[Stored data entries]
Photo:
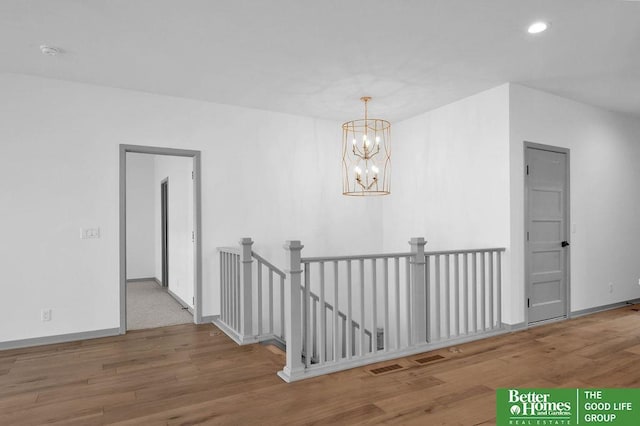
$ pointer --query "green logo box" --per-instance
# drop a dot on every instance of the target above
(545, 407)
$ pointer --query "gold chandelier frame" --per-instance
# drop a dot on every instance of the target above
(366, 155)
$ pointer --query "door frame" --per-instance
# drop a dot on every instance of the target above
(567, 228)
(164, 232)
(197, 224)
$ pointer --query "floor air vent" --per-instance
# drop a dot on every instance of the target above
(386, 369)
(428, 359)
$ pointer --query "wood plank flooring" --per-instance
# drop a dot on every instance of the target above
(187, 375)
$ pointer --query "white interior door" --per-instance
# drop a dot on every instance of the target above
(547, 247)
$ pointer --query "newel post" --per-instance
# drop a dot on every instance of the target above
(419, 291)
(246, 289)
(293, 311)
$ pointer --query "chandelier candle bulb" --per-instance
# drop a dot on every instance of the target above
(375, 159)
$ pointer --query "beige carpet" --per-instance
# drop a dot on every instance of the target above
(150, 306)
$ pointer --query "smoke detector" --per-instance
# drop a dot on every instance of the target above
(49, 50)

**Brief:**
Filter the records for lines holding the string "door". Copy each one.

**Solution to the problem:**
$ pointer --query "door frame" --per-instance
$ pointer --query "white interior door" --per-instance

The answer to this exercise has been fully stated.